*Exercise brief*
Give the data again, word for word.

(Beginning of Provided information)

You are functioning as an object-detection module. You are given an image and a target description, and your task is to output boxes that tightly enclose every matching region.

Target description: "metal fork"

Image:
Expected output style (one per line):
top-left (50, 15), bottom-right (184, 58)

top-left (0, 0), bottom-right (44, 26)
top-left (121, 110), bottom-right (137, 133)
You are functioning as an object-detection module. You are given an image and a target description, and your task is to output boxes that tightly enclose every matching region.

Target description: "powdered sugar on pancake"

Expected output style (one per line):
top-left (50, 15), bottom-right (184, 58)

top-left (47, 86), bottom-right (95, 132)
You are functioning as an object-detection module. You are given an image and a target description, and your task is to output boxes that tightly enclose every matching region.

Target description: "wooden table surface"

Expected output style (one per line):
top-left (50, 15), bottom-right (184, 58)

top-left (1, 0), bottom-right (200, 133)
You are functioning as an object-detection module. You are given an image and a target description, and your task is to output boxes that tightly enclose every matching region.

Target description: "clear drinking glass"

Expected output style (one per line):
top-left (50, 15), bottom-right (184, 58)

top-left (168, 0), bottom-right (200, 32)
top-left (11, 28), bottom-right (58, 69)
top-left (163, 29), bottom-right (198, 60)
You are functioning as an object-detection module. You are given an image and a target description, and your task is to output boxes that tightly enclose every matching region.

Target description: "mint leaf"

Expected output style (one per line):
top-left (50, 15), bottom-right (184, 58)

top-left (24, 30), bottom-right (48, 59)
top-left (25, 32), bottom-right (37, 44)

(End of Provided information)

*Response to this task*
You are functioning as an object-detection module. You are given an image and a target description, and your task is to output boxes that tightly enclose every matching region.

Target description: "metal fork"

Image:
Expected output style (one per line):
top-left (50, 15), bottom-right (184, 58)

top-left (0, 0), bottom-right (44, 26)
top-left (121, 110), bottom-right (137, 133)
You are functioning as an object-detection module. You are given an image and a target description, and your task is to output boxes that tightly enclose every matching region.

Target description: "powdered sugar on pancake"

Expected output style (one per line):
top-left (50, 15), bottom-right (184, 58)

top-left (47, 86), bottom-right (95, 132)
You are functioning as an object-detection module. You are given an image and a target description, and your task is to output boxes that tightly enclose every matching region.

Target description: "wooden table surface"

Expected output style (one per line):
top-left (50, 15), bottom-right (184, 58)

top-left (1, 0), bottom-right (200, 133)
You are functioning as an object-detection module. You are given an image and a target description, and your task is to output boxes that tightly enclose every matching region.

Target description: "clear drinking glass"

Expected output style (one per line):
top-left (50, 15), bottom-right (184, 58)

top-left (168, 0), bottom-right (200, 32)
top-left (11, 28), bottom-right (58, 69)
top-left (163, 29), bottom-right (198, 60)
You are functioning as an object-detection module. You are given an image and a target description, and your task is to output boxes that tightly enclose every matching region.

Target description: "mint leaf"

Expected output style (one per line):
top-left (50, 15), bottom-right (184, 58)

top-left (24, 30), bottom-right (48, 59)
top-left (25, 32), bottom-right (37, 44)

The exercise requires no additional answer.